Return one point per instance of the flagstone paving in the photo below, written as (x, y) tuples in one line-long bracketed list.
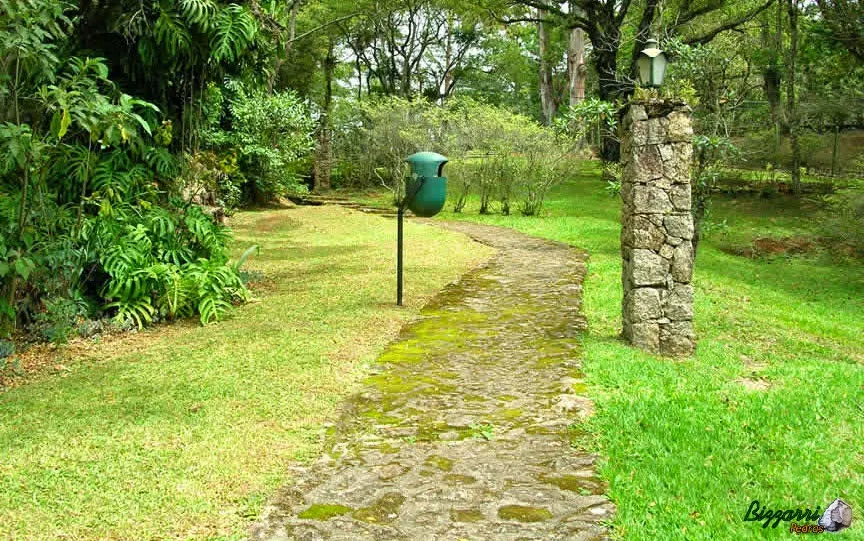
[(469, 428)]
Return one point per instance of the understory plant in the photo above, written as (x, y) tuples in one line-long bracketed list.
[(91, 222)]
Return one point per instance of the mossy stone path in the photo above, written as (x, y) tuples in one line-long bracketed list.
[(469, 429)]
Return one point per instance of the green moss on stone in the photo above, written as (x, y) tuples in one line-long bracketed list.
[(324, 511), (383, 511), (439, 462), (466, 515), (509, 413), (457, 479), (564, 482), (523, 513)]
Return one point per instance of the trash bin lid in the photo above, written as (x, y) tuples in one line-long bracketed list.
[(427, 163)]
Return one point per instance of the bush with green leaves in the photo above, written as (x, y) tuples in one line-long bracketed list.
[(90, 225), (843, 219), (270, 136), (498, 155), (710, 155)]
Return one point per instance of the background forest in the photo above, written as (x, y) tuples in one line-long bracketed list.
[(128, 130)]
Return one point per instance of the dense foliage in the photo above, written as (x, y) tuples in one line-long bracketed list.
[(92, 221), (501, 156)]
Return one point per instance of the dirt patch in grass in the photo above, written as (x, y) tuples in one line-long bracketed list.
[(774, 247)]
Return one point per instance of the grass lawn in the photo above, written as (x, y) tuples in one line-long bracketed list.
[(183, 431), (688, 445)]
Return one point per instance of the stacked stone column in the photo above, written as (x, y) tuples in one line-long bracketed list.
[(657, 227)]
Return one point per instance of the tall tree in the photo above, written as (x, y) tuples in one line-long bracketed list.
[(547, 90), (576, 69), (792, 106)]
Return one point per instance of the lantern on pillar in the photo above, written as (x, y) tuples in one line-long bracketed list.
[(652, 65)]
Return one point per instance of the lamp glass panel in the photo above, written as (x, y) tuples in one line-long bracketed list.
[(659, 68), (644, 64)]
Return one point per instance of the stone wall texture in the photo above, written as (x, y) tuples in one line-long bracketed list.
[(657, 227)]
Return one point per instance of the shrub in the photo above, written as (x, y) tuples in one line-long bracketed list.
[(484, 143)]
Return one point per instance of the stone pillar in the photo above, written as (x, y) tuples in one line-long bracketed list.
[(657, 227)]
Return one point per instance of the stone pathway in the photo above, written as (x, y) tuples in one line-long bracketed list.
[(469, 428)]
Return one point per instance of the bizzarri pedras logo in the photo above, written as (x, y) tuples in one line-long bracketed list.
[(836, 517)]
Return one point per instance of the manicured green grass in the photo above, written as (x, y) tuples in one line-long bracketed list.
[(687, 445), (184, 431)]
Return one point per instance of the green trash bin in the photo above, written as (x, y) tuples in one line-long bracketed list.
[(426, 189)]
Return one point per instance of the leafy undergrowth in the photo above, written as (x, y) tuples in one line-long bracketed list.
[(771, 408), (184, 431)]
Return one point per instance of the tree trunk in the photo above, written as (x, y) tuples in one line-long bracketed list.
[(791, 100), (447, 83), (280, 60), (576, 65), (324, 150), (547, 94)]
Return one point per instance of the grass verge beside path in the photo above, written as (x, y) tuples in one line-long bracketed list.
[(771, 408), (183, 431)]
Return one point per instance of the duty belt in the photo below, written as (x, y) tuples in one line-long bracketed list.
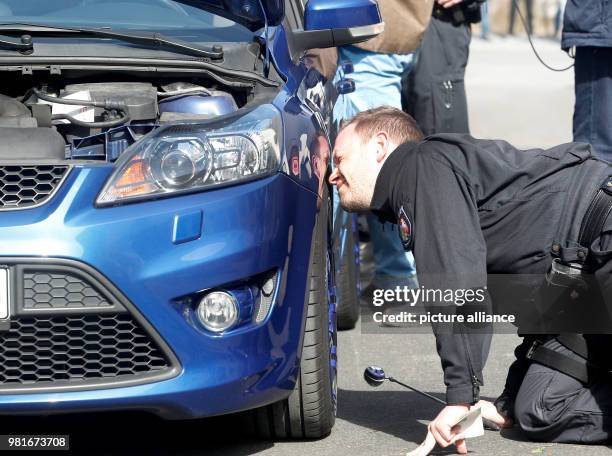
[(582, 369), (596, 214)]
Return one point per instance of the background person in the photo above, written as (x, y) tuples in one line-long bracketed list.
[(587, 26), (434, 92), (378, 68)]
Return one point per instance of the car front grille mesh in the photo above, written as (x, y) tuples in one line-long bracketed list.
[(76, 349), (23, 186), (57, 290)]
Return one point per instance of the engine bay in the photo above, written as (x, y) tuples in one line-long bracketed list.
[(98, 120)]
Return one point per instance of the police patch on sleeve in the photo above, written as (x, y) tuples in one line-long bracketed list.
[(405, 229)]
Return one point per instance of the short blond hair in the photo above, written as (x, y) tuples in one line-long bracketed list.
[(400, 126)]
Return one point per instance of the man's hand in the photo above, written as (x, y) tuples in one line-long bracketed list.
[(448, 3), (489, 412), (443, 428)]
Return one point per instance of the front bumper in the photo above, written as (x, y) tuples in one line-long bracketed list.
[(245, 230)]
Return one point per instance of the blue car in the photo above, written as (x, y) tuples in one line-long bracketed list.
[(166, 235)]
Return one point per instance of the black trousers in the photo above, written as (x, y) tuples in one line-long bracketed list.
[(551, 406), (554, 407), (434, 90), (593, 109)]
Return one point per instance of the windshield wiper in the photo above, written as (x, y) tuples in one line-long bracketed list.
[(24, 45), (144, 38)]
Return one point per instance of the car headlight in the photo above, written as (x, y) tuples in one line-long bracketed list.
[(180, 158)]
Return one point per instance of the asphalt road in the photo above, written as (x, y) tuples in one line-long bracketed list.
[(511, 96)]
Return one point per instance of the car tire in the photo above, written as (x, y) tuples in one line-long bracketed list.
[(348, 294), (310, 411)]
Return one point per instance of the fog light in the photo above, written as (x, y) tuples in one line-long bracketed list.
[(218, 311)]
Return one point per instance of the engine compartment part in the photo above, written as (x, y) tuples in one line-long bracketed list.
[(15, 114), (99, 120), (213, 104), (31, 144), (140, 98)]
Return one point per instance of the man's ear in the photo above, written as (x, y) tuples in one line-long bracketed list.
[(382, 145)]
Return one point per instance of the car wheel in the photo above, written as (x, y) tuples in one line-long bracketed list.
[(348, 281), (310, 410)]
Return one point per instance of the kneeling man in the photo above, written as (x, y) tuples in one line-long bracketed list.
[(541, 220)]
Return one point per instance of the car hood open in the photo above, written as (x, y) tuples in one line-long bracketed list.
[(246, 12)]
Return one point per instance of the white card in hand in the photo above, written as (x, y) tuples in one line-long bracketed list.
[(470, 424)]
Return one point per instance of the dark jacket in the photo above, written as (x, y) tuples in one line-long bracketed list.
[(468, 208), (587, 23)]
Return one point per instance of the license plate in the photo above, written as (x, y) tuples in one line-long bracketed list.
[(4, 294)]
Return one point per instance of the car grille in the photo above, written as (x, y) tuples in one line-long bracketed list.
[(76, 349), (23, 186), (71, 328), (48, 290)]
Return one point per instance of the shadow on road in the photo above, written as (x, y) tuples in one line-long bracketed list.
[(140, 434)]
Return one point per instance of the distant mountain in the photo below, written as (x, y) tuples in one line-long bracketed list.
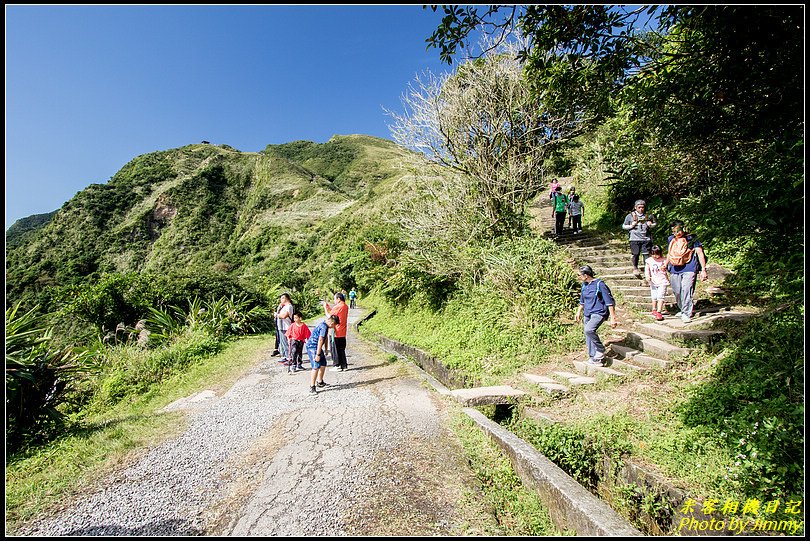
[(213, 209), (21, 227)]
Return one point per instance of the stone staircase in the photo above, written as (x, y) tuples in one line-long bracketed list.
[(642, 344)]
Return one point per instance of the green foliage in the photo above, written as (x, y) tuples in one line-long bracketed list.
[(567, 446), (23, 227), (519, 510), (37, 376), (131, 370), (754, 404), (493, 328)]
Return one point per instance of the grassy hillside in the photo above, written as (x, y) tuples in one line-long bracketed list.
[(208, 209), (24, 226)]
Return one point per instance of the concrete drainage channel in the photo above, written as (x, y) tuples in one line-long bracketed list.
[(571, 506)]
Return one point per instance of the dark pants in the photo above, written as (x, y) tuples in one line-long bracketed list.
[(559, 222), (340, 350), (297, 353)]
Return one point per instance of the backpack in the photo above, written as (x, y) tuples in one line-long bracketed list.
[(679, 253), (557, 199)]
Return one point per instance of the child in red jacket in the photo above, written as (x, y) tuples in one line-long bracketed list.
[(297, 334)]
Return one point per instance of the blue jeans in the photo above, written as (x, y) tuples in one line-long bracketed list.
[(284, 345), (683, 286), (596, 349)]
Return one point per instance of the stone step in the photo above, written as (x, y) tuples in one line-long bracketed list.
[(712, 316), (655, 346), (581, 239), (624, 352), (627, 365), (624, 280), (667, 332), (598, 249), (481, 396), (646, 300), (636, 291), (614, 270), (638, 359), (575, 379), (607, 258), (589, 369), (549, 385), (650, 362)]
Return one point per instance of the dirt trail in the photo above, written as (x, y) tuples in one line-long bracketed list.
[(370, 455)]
::::::::::
Starting at the line with "Return one point per instance of the blue jeans", copy every line down to the last one above, exactly as written and with nothing else.

Return one point per instance of the blue jeans in the photo above, written as (x, y) tuples in one line-long bracketed list.
[(284, 345), (683, 286), (596, 349)]
Return one point per instance of the stone step in the photo above, written as (x, y) tuples in one line-long bracketed list.
[(712, 316), (655, 346), (581, 239), (624, 352), (627, 365), (624, 280), (667, 332), (598, 249), (481, 396), (646, 300), (636, 291), (614, 270), (638, 359), (575, 379), (607, 258), (589, 369), (549, 385), (650, 362)]
Return one point per instance of the dirt trail in the photo above, written as (x, y) tuples in one line-long bracketed list.
[(370, 455)]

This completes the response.